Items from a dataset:
#####

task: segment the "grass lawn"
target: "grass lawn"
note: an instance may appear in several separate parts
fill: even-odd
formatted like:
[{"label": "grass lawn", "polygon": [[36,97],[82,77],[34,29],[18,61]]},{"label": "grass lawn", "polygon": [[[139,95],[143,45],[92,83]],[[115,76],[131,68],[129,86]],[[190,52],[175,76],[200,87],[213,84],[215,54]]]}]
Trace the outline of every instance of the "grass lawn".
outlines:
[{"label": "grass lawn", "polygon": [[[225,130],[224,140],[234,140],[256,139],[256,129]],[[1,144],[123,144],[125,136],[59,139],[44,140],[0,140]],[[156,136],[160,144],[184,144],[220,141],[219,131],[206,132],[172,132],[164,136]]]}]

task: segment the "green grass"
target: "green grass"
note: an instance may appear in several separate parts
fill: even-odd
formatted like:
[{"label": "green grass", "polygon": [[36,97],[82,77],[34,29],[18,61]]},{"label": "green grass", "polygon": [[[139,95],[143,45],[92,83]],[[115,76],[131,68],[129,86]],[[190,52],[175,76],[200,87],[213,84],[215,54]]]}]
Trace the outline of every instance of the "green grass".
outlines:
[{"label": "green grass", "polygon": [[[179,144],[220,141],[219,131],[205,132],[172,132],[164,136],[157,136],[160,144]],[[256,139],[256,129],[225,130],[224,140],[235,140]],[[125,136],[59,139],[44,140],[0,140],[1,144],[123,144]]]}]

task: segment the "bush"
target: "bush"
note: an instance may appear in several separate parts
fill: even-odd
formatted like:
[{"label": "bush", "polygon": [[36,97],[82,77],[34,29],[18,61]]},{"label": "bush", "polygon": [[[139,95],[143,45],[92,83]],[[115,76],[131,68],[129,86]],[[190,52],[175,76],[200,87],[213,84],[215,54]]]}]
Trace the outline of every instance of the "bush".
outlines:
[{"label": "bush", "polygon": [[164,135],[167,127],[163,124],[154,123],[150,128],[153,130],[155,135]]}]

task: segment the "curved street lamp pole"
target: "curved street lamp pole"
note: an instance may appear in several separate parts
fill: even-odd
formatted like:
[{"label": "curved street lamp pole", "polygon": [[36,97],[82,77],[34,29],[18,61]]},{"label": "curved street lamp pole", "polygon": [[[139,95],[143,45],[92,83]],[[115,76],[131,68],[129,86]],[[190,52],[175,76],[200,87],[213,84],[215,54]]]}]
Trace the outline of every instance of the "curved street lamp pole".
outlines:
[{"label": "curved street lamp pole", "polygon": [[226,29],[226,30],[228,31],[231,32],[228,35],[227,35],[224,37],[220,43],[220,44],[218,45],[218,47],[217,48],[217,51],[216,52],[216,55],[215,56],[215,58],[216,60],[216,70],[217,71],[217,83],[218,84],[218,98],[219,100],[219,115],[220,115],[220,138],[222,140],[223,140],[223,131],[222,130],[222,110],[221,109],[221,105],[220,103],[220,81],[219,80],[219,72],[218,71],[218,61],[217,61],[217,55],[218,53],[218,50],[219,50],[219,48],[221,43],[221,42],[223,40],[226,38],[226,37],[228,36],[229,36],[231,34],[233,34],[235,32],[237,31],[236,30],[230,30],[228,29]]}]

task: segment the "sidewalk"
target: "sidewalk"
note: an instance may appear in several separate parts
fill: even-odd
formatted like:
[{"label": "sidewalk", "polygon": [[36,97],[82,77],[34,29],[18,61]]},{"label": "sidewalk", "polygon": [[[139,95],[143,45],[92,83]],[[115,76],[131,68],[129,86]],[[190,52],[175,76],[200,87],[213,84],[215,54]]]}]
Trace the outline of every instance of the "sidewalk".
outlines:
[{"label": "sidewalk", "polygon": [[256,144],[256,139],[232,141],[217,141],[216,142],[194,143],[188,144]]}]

#####

Copy out the full set of records precisely, leaving nothing out.

> [Output of the exercise]
task: segment the "grass lawn"
target: "grass lawn"
note: an instance may appear in several separate parts
fill: even-odd
formatted like:
[{"label": "grass lawn", "polygon": [[36,97],[82,77],[34,29],[18,61]]},{"label": "grass lawn", "polygon": [[[139,95],[143,45],[92,83]],[[115,76],[131,68],[129,86]],[[190,52],[175,76],[200,87],[213,84],[215,54]]]}]
Trace the outline of every instance of the "grass lawn".
outlines:
[{"label": "grass lawn", "polygon": [[[225,130],[224,140],[234,140],[256,139],[256,129]],[[1,144],[123,144],[125,136],[59,139],[44,140],[0,140]],[[156,136],[160,144],[184,144],[220,141],[219,131],[206,132],[172,132],[164,136]]]}]

task: segment the "green grass"
target: "green grass"
note: an instance may appear in several separate parts
fill: even-odd
formatted like:
[{"label": "green grass", "polygon": [[36,97],[82,77],[34,29],[18,61]]},{"label": "green grass", "polygon": [[[139,95],[143,45],[92,83]],[[115,76],[131,68],[129,86]],[[190,52],[175,76],[200,87],[213,84],[215,54]]]}]
Trace the outline of every instance of the "green grass".
outlines:
[{"label": "green grass", "polygon": [[[179,144],[220,141],[219,131],[205,132],[172,132],[164,136],[157,136],[160,144]],[[256,139],[256,129],[225,130],[224,140],[235,140]],[[125,136],[59,139],[44,140],[0,140],[1,144],[123,144]]]}]

task: segment the "bush"
target: "bush"
note: an instance may appear in several separate parts
fill: even-odd
formatted like:
[{"label": "bush", "polygon": [[36,97],[82,77],[34,29],[18,61]]},{"label": "bush", "polygon": [[[139,95],[143,45],[92,83]],[[115,76],[131,68],[129,86]],[[190,52],[175,76],[200,87],[213,84],[215,54]]]}]
Trace the outline of every instance of the "bush".
outlines:
[{"label": "bush", "polygon": [[164,135],[167,127],[163,124],[154,123],[150,128],[153,130],[155,135]]}]

task: segment the "curved street lamp pole"
target: "curved street lamp pole"
note: an instance may appear in several separate parts
fill: even-odd
formatted like:
[{"label": "curved street lamp pole", "polygon": [[36,97],[82,77],[34,29],[18,61]]},{"label": "curved street lamp pole", "polygon": [[[139,95],[143,45],[92,83]],[[115,76],[131,68],[129,86]],[[190,52],[175,76],[200,87],[213,84],[215,54]]]}]
Trace the outline of every instance of the "curved street lamp pole".
outlines:
[{"label": "curved street lamp pole", "polygon": [[226,29],[226,30],[228,31],[231,32],[228,35],[227,35],[224,37],[220,43],[220,44],[218,45],[218,47],[217,48],[217,51],[216,52],[216,55],[215,56],[215,58],[216,60],[216,70],[217,71],[217,83],[218,84],[218,98],[219,100],[219,115],[220,115],[220,138],[222,140],[223,140],[223,131],[222,130],[222,110],[221,109],[221,105],[220,103],[220,81],[219,80],[219,72],[218,71],[218,61],[217,61],[217,55],[218,53],[218,50],[219,50],[219,48],[221,43],[221,42],[223,40],[226,38],[226,37],[228,36],[229,36],[231,34],[233,34],[235,32],[237,31],[236,30],[230,30],[228,29]]}]

task: segment the "sidewalk"
target: "sidewalk"
note: an instance may appear in several separate parts
fill: even-odd
formatted like:
[{"label": "sidewalk", "polygon": [[36,97],[82,77],[34,29],[18,61]]},{"label": "sidewalk", "polygon": [[[139,95],[143,45],[92,83]],[[115,76],[131,68],[129,86]],[[190,52],[175,76],[200,87],[213,84],[215,54]]]}]
Trace the outline of every instance of the "sidewalk".
outlines:
[{"label": "sidewalk", "polygon": [[256,144],[256,139],[232,141],[217,141],[216,142],[194,143],[188,144]]}]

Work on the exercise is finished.